▸ **About this exercise**
Retype, without any change, the line that contains "In the photo above, where can the black metal" and every line that follows it to the end of the entries, and nothing else.

═══ Available records ═══

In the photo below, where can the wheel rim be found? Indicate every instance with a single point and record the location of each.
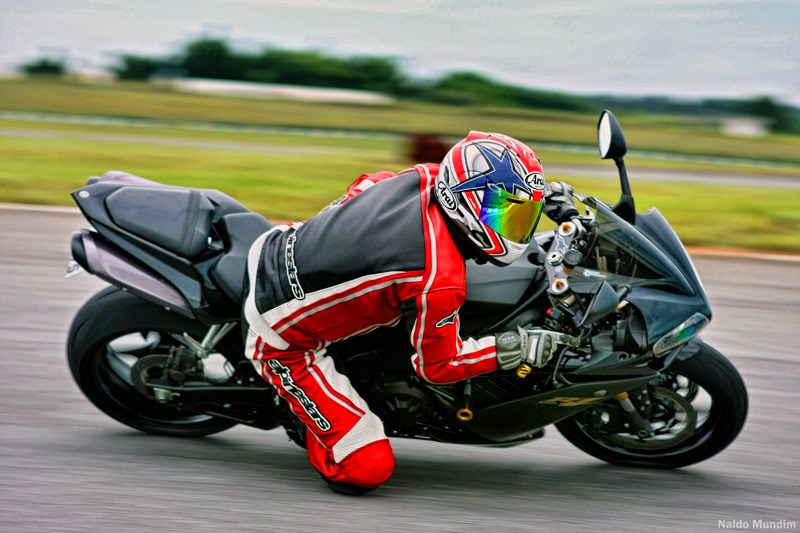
(110, 372)
(700, 418)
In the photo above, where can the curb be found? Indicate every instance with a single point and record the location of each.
(694, 252)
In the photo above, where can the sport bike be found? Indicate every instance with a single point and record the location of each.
(631, 383)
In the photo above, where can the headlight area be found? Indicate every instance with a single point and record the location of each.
(684, 332)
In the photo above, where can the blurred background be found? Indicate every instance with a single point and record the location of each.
(282, 103)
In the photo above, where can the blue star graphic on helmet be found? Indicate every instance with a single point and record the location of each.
(501, 172)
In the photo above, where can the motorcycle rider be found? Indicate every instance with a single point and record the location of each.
(392, 248)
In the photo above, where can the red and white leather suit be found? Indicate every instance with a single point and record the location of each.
(298, 304)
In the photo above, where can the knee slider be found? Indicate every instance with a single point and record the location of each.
(369, 466)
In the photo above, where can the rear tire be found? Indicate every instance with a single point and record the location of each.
(711, 371)
(111, 314)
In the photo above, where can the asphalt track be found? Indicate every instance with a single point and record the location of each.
(65, 467)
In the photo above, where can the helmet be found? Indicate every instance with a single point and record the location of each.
(491, 189)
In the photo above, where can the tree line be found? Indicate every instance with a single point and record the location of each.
(216, 59)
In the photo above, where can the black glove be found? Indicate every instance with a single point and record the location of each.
(532, 346)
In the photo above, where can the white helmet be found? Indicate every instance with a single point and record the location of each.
(491, 187)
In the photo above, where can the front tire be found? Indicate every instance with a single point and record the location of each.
(100, 372)
(708, 371)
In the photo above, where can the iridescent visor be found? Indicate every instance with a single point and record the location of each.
(512, 217)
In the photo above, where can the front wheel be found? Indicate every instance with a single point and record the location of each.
(696, 409)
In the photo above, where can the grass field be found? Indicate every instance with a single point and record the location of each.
(295, 184)
(644, 132)
(364, 145)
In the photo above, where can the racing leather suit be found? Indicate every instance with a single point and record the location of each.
(377, 255)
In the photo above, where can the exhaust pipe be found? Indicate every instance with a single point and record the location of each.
(114, 266)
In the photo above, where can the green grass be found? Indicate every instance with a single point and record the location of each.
(295, 185)
(364, 146)
(644, 132)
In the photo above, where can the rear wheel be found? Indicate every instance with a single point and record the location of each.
(110, 333)
(696, 409)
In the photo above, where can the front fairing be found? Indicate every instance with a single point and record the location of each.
(622, 255)
(665, 287)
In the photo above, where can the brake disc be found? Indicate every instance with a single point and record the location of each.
(668, 400)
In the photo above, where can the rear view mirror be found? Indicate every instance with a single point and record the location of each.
(605, 301)
(610, 139)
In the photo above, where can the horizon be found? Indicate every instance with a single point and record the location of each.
(579, 47)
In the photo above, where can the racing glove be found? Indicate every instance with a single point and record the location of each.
(532, 346)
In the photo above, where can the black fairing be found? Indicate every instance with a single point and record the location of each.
(663, 310)
(192, 278)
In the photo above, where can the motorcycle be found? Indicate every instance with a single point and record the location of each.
(161, 349)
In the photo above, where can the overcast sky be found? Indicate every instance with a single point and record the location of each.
(672, 47)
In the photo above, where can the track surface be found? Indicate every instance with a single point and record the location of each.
(64, 466)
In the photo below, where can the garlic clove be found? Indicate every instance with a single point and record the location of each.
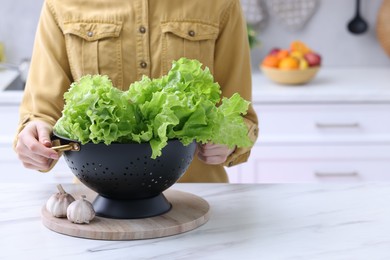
(80, 211)
(58, 203)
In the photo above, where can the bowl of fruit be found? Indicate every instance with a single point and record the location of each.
(296, 65)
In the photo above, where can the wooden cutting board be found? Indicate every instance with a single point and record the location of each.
(383, 26)
(188, 212)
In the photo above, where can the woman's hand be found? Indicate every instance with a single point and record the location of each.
(213, 153)
(33, 146)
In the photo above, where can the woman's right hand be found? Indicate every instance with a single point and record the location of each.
(33, 146)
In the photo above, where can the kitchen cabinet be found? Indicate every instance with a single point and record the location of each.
(335, 129)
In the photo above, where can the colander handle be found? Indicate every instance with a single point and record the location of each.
(67, 147)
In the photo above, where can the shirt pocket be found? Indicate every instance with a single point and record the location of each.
(95, 48)
(193, 40)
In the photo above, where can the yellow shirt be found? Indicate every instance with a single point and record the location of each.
(128, 39)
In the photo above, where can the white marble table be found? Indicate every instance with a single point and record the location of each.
(333, 221)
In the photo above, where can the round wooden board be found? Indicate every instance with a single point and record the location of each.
(188, 212)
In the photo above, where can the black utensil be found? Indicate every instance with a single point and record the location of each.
(357, 25)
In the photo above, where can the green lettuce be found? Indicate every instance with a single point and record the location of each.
(185, 104)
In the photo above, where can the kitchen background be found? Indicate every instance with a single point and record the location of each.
(335, 128)
(325, 31)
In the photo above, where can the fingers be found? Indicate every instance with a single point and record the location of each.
(33, 146)
(213, 153)
(44, 132)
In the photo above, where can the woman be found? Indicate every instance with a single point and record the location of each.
(125, 40)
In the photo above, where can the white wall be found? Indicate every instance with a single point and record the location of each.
(18, 21)
(325, 32)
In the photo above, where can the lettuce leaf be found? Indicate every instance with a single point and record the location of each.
(185, 104)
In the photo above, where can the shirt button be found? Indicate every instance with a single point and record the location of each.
(142, 29)
(143, 64)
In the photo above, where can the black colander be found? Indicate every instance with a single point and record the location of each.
(128, 181)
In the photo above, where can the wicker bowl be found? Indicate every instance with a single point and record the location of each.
(129, 183)
(290, 77)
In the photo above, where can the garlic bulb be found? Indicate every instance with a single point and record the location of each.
(58, 203)
(80, 211)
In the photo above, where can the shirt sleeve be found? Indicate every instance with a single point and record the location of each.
(232, 70)
(49, 75)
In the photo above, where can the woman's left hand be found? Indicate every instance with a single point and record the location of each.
(213, 153)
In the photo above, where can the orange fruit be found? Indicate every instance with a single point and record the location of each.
(289, 63)
(282, 54)
(300, 47)
(270, 61)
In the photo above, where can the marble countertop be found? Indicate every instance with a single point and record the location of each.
(331, 85)
(247, 221)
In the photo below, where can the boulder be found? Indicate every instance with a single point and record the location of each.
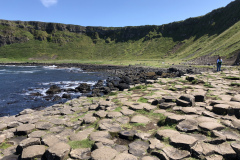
(104, 153)
(84, 88)
(236, 98)
(33, 152)
(140, 119)
(183, 141)
(57, 151)
(27, 142)
(81, 153)
(187, 98)
(53, 89)
(25, 129)
(188, 125)
(125, 156)
(138, 148)
(221, 109)
(209, 126)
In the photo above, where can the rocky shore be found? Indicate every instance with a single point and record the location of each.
(193, 116)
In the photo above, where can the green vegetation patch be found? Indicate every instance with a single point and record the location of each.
(81, 144)
(208, 85)
(232, 78)
(118, 109)
(235, 84)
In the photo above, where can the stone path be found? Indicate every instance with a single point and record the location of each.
(192, 117)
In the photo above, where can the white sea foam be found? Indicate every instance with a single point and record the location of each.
(61, 84)
(50, 67)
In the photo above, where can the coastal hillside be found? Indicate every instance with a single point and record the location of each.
(197, 40)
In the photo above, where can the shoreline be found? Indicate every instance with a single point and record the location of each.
(134, 123)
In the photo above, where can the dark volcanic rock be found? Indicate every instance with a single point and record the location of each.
(84, 88)
(53, 89)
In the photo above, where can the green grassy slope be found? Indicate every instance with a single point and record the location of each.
(216, 33)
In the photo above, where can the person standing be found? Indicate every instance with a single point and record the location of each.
(219, 63)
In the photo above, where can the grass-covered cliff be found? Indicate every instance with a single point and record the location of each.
(198, 39)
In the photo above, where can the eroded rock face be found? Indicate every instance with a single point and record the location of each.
(188, 125)
(138, 148)
(58, 151)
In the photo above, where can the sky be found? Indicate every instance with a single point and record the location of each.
(107, 13)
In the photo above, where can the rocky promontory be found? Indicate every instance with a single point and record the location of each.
(189, 117)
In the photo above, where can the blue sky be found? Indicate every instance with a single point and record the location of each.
(108, 13)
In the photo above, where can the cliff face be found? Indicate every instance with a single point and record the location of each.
(178, 34)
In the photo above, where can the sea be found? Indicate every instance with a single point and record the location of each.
(23, 87)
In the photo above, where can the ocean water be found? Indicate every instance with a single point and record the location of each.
(20, 84)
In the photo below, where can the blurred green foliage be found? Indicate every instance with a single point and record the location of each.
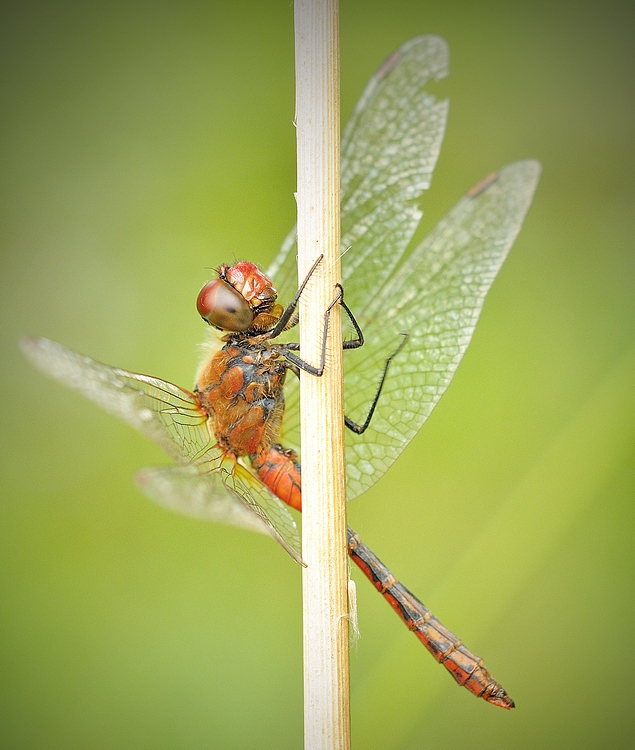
(143, 144)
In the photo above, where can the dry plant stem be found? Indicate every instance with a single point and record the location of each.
(326, 675)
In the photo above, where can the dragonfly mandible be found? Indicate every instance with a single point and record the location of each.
(235, 437)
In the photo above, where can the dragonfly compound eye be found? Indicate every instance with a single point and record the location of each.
(220, 305)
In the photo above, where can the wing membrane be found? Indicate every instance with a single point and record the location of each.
(436, 297)
(167, 414)
(208, 484)
(389, 150)
(236, 499)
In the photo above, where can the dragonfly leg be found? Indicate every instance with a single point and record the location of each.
(360, 428)
(288, 349)
(288, 319)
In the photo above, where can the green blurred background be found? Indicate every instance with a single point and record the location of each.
(143, 144)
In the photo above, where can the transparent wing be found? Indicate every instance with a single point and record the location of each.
(209, 484)
(436, 297)
(167, 414)
(233, 497)
(389, 150)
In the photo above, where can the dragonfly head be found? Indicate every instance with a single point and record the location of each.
(240, 299)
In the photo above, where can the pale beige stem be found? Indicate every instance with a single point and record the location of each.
(326, 676)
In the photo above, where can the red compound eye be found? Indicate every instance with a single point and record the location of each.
(220, 305)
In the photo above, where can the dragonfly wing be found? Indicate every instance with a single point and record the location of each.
(271, 511)
(389, 150)
(160, 410)
(436, 297)
(185, 490)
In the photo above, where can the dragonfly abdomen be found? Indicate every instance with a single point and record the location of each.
(278, 468)
(466, 668)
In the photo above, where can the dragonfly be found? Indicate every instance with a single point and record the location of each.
(235, 437)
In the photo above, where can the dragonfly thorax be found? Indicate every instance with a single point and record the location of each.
(240, 388)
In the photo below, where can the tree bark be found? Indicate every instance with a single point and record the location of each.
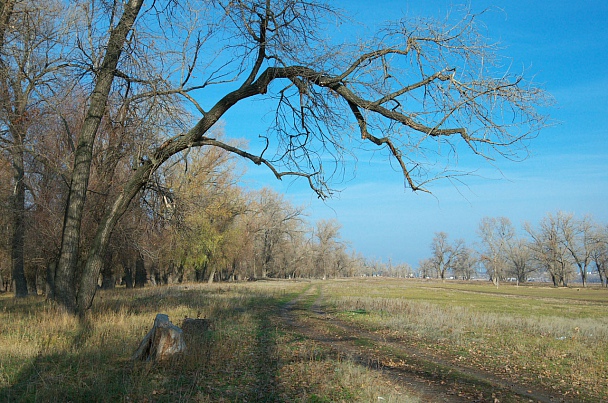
(18, 233)
(65, 292)
(140, 272)
(162, 341)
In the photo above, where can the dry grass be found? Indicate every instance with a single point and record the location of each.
(49, 356)
(552, 337)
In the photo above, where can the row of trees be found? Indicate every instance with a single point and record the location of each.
(98, 98)
(561, 246)
(192, 223)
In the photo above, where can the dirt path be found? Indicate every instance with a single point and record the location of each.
(421, 373)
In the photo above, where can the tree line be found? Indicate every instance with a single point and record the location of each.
(100, 100)
(561, 246)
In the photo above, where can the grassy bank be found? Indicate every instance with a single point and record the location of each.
(553, 338)
(247, 356)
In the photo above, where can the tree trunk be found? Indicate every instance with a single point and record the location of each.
(162, 341)
(65, 291)
(211, 276)
(140, 272)
(18, 212)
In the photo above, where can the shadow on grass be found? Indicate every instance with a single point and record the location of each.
(234, 361)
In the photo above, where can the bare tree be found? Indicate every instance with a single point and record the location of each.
(495, 235)
(600, 253)
(465, 265)
(445, 255)
(550, 251)
(329, 250)
(413, 89)
(520, 257)
(577, 237)
(31, 36)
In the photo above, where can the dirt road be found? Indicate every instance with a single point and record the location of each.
(421, 373)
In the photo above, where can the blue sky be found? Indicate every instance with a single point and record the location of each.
(563, 45)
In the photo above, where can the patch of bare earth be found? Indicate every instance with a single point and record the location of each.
(419, 373)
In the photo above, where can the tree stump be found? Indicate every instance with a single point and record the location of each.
(162, 341)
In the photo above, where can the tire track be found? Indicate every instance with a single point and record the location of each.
(422, 374)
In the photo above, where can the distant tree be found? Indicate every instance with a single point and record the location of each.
(600, 252)
(410, 89)
(425, 268)
(329, 250)
(520, 259)
(465, 265)
(578, 238)
(445, 254)
(549, 250)
(496, 234)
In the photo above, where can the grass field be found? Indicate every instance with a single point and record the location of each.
(277, 341)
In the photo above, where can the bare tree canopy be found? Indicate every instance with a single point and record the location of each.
(422, 90)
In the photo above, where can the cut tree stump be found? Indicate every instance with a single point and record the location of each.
(162, 341)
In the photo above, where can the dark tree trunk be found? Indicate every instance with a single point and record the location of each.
(128, 275)
(140, 272)
(50, 279)
(65, 291)
(18, 212)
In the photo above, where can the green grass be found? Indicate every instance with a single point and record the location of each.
(248, 355)
(551, 337)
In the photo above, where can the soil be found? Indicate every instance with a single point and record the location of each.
(424, 374)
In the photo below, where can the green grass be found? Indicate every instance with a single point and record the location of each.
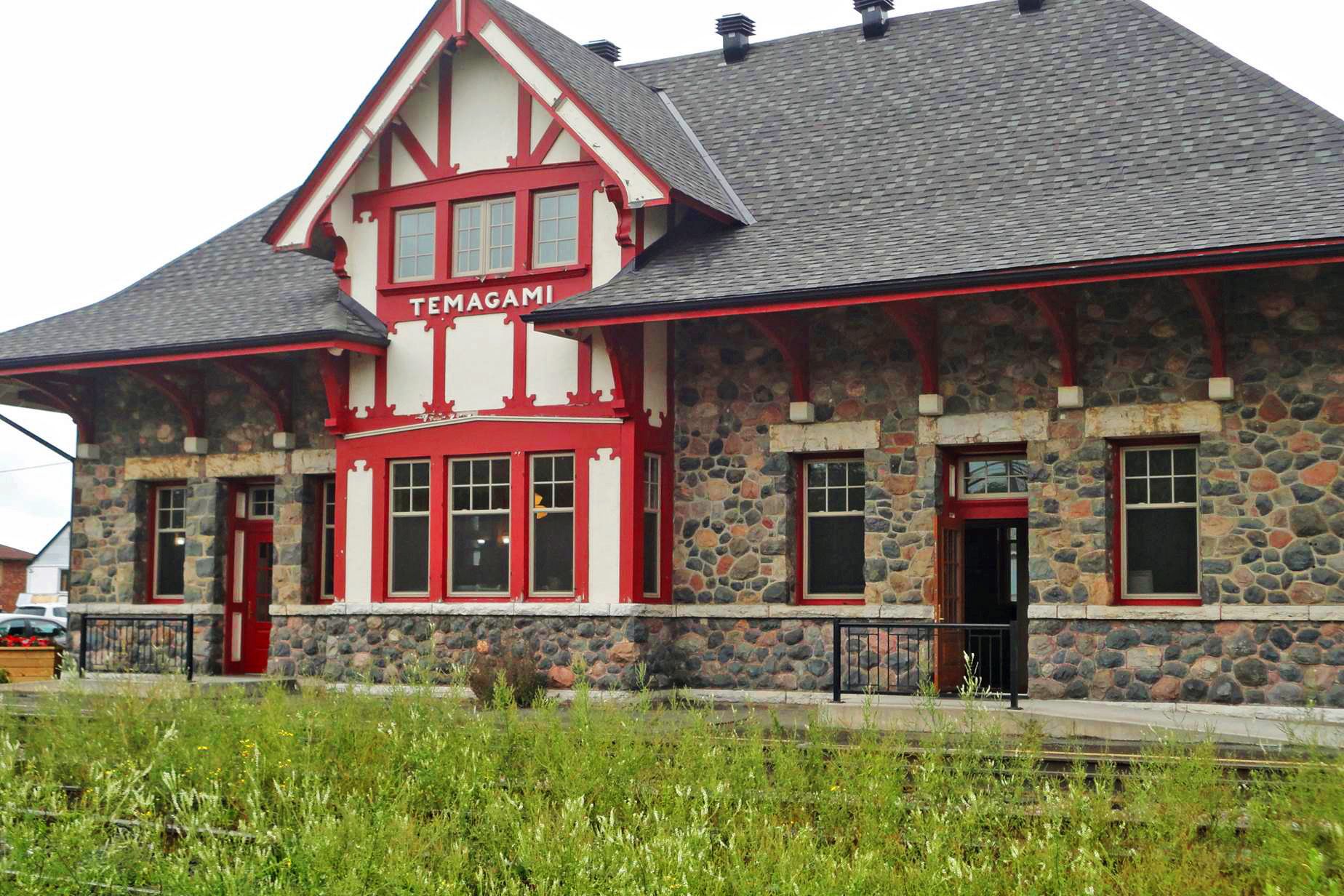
(415, 794)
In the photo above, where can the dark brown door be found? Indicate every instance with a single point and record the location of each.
(949, 665)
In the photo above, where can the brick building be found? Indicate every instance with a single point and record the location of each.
(670, 364)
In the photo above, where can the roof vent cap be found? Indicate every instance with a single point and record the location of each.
(874, 17)
(737, 31)
(605, 49)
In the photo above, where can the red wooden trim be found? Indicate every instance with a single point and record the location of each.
(1062, 317)
(919, 321)
(196, 356)
(277, 398)
(768, 307)
(792, 336)
(187, 406)
(1209, 301)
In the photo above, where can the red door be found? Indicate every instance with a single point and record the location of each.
(949, 645)
(249, 601)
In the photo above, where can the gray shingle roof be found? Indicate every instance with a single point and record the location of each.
(980, 140)
(230, 290)
(629, 106)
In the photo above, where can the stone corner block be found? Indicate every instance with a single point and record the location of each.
(803, 412)
(1220, 388)
(930, 404)
(1070, 396)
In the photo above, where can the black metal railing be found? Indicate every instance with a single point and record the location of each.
(901, 657)
(137, 644)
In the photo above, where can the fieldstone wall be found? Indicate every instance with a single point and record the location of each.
(1228, 663)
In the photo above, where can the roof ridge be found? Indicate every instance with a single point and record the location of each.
(1241, 65)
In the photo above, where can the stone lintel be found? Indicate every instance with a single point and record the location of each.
(985, 429)
(1177, 418)
(857, 436)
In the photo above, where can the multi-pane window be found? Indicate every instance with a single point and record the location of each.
(261, 503)
(328, 585)
(553, 524)
(169, 540)
(556, 228)
(415, 244)
(1160, 521)
(993, 477)
(833, 535)
(409, 531)
(479, 534)
(483, 237)
(652, 505)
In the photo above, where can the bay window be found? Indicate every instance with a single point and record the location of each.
(833, 528)
(553, 524)
(1160, 523)
(479, 527)
(409, 528)
(169, 542)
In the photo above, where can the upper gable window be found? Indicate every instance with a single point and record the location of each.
(415, 244)
(483, 237)
(556, 228)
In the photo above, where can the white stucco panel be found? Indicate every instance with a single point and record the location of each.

═══

▸ **Task solution**
In the photo above, where can the black metal railing be found? Indicate every instance with a single point and record the location of each.
(901, 657)
(137, 644)
In the photo above, where can the fieldstone wall be found? Indicate every instance with a single point and record the location of each.
(1228, 663)
In the photo above, where can the roof ridge be found? Indicate every instance with a single point and record the location of each.
(1241, 65)
In the photo above, where can the stone lintel be found? Indicate every instance with a single point and record the location of each.
(985, 429)
(1177, 418)
(857, 436)
In the photo above, where can the multi-pane window be found? Indicate every instance with a single point and record the location of each.
(261, 503)
(328, 585)
(553, 524)
(169, 540)
(556, 228)
(415, 244)
(1160, 521)
(993, 477)
(833, 535)
(409, 531)
(479, 534)
(483, 237)
(652, 505)
In the photo above, where can the bay window be found? Indicate every instance with a single point and record the location of each.
(833, 528)
(553, 524)
(1160, 523)
(479, 527)
(409, 528)
(169, 542)
In the photo above, where can the upper gable window be found? Indicate every instance with a single point and record the location of each.
(415, 244)
(483, 237)
(556, 228)
In the photo above, where can the white stucco panel be found? Indicate every instance with a single point and record the location of each.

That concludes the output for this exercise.